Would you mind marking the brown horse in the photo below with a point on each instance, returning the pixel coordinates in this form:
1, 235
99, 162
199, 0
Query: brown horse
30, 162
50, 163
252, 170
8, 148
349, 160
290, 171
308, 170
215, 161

☆ ☆ ☆ ☆ ☆ ☆ ☆

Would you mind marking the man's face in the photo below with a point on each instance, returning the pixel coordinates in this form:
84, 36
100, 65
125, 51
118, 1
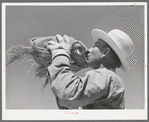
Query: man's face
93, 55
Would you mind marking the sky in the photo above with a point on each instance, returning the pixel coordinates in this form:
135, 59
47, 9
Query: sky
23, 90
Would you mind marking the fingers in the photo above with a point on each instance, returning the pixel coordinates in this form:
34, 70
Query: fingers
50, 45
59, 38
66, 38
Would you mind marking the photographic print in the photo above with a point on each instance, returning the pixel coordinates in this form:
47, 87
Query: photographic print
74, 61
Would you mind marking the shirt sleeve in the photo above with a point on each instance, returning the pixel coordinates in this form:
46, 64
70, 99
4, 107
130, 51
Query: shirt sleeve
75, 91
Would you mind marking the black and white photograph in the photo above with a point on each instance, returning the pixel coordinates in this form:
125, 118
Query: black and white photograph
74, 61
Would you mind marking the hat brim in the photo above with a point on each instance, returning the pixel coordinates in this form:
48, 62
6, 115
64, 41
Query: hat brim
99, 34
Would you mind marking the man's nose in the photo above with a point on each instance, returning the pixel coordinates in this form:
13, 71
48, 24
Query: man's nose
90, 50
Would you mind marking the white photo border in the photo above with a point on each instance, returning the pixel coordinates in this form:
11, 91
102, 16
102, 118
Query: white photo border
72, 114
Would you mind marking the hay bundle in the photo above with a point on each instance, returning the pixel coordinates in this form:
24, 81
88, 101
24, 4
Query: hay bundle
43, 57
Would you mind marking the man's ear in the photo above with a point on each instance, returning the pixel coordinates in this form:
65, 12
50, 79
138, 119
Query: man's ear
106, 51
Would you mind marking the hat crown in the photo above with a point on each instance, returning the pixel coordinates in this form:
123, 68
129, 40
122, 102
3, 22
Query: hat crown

☆ ☆ ☆ ☆ ☆ ☆ ☆

If a line above holds the string "crown", return it as it stands.

Would you mind marking the hat crown in the photo above with a point on each instance, returning the pixel coordinates in this form:
Query: hat crown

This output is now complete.